- Job a:
List every teaching method named in the causal inference course description.

- Quoted passage:
------------------------------------------------------------------------

Quantitative Causal Inference (406-0-20)
Instructors
Jaye Seawright
847/467-1148
Office Hours: http://www.polisci.northwestern.edu/people/core-faculty/jason-seawright.html
Meeting Info
Scott Hall 212: Thurs 2:00PM - 4:50PM
Overview of class
This course offers an introduction to quantitative approaches to causal inference in the social sciences.
The goals of the course involve starting a lifetime of engagement with the rapidly evolving literature behind applied quantitative causal inference. While causal inference is difficult and far from straightforward, even in most experiments, scholars and practitioners have developed and continue to produce clever and insightful ideas that help us design studies and analyze results in ways that are more coherent, insightful, and reliable. But because these ideas are both exciting and important, new approaches are constantly emerging --- and that state of affairs is likely to continue! We need to become good not just at a set of techniques but also at picking up new approaches.
Learning Objectives
Through this seminar, students will practice a set of skills that prepare them for the future, as well as for knowledge of the current state of causal inference. By the end of this seminar, students will be able to:
- Translate between mathematical and verbal descriptions of causal inference estimators
- Use a published article and its affiliated R package to implement and correctly interpret a causal inference estimator with data
- Evaluate a collection of causal inference estimators related to a single research design in order to either select a best estimator for the research context of interest or to conclude that the estimators are interchangeable given current knowledge
- Correctly describe, and when feasible, test the assumptions involved with each family of causal inference research designs
- Communicate about quantitative causal inference at a professional level in a way appropriate for workshop, conference, and other relevant conversational settings
- Produce a written "grant proposal" that features a research design that shows mastery of at least one cutting-edge quantitative causal inference estimator
Teaching Method
Student-led presentations, lecture, discussion, lab work
Evaluation Method
There are three major categories of assessments for this seminar.
The first involves presenting an estimator in class. Presenting an estimator will involve:
- Explaining the problem the estimator is intended to address
- Discussing the equation or equations that instantiate the estimator, interpreting them to the audience
- Describing the assumptions needed for the estimator, and ideally relating those to the equation(s)
- Spelling out the strengths and weakness of the estimator in terms of statistical properties like bias, consistency, variance, mean squared error, etc.

------------------------------------------------------------------------

- Job b:
Rewrite the rows below that run from the line holding "In this picture, where can the person's arm" through the line holding "point(117, 73)", inclusive, and shift every coordinate in their answer points by -43.

(Source data)

------------------------------------------------------------------------

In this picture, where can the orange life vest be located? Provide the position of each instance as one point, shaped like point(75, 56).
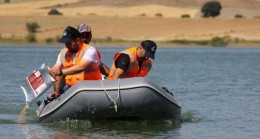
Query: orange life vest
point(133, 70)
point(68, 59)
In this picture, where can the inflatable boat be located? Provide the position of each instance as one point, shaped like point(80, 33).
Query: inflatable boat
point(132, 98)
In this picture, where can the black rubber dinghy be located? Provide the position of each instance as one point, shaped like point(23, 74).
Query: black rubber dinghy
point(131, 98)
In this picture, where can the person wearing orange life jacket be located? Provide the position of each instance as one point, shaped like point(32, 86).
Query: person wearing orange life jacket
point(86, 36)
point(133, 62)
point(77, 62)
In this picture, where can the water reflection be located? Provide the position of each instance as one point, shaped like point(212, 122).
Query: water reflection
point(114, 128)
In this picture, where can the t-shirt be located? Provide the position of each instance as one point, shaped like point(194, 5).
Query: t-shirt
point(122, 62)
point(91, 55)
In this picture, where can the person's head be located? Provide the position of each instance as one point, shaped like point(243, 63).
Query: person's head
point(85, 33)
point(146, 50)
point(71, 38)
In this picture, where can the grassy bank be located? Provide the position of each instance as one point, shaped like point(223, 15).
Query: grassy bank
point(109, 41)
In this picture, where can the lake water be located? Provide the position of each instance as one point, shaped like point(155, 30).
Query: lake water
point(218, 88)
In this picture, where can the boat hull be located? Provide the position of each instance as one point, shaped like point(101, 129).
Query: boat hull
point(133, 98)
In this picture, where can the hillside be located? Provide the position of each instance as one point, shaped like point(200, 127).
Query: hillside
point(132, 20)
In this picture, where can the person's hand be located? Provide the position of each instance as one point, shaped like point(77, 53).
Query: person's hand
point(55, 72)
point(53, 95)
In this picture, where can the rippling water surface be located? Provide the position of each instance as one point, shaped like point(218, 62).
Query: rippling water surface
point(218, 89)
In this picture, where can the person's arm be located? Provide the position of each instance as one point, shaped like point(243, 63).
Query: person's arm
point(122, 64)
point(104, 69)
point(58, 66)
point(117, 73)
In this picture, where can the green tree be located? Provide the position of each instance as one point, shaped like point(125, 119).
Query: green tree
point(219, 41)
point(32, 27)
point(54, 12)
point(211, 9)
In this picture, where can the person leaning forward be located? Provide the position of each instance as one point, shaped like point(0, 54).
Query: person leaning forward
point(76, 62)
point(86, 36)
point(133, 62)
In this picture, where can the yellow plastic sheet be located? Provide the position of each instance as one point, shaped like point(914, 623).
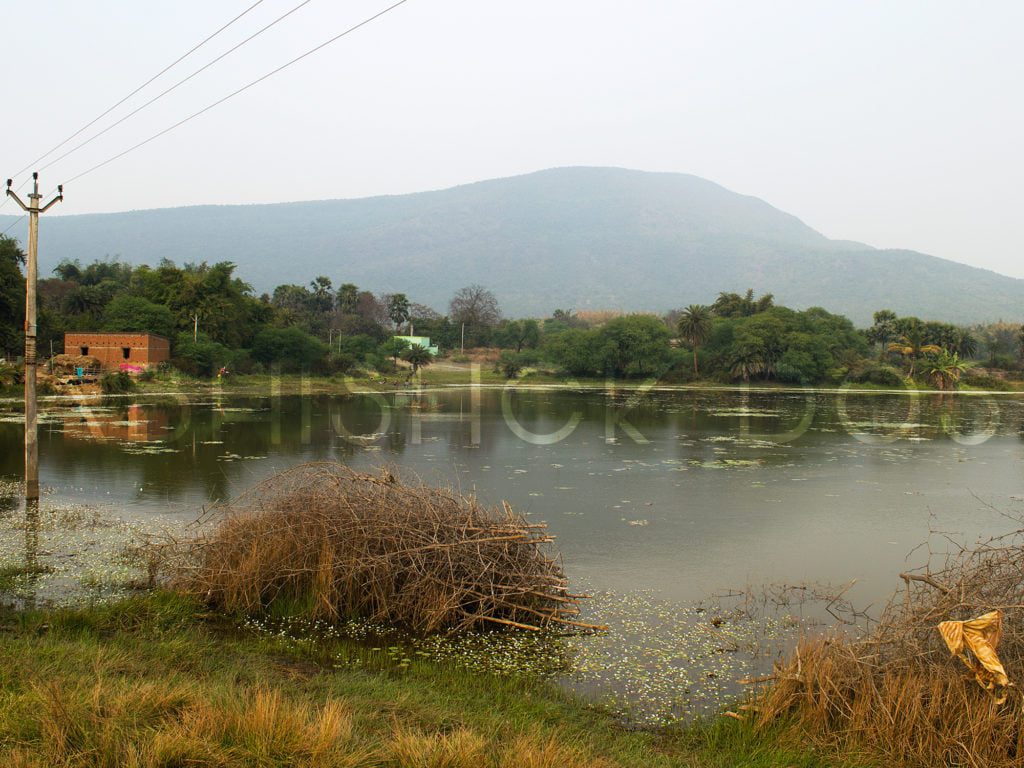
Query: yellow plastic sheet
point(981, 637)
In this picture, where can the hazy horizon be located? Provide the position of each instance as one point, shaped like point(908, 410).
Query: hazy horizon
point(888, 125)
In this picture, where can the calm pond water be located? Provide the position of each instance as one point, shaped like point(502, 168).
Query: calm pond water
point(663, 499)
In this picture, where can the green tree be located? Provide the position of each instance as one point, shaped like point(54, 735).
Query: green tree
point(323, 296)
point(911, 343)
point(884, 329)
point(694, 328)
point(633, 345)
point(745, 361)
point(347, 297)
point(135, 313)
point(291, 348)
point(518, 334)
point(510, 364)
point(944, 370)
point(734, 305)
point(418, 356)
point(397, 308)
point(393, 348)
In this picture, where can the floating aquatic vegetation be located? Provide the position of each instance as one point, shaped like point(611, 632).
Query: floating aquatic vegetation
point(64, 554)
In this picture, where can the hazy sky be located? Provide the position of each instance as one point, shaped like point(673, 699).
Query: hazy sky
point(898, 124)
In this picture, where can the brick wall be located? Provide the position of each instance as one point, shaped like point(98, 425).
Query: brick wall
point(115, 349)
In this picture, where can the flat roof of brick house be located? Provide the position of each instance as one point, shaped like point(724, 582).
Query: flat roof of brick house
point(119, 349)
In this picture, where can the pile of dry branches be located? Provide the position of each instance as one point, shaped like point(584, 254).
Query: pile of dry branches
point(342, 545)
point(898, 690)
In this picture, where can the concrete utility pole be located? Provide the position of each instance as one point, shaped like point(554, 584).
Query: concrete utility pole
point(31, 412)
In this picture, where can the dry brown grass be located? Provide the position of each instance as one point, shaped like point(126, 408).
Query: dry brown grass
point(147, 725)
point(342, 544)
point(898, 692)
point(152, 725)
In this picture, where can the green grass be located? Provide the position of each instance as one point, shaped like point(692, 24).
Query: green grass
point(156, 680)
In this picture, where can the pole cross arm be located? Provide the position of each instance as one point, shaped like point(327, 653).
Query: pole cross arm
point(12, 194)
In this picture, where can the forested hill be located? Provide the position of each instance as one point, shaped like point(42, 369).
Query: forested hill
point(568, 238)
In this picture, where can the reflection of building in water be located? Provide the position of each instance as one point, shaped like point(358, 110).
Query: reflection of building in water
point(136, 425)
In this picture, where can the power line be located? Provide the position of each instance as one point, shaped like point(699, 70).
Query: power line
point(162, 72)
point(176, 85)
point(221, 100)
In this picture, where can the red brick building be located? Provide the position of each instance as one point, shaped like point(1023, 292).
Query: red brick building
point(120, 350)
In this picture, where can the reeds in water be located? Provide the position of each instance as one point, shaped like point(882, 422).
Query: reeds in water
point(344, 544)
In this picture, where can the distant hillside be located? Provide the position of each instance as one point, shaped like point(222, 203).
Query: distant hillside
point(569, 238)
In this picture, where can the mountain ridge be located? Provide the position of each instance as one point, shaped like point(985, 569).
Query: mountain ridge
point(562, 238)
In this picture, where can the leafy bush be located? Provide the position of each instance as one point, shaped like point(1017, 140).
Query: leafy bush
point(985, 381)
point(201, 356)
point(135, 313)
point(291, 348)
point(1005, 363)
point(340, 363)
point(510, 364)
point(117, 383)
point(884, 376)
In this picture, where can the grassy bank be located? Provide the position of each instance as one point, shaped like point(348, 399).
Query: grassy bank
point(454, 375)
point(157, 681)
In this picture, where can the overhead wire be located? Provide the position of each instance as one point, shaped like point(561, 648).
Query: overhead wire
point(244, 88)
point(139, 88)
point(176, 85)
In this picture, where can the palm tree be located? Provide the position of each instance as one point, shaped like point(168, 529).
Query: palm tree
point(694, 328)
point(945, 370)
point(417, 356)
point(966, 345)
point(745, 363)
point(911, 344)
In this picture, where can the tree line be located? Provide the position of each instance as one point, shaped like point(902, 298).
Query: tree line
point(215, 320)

------------------------------------------------------------------------

- Full answer a:
Student-led presentations, lecture, discussion, lab work

- Full answer b:
In this picture, where can the person's arm be located? Provide the position of each instance as one point, shaped like point(243, 63).
Query: person's arm
point(79, 21)
point(61, 26)
point(15, 23)
point(74, 30)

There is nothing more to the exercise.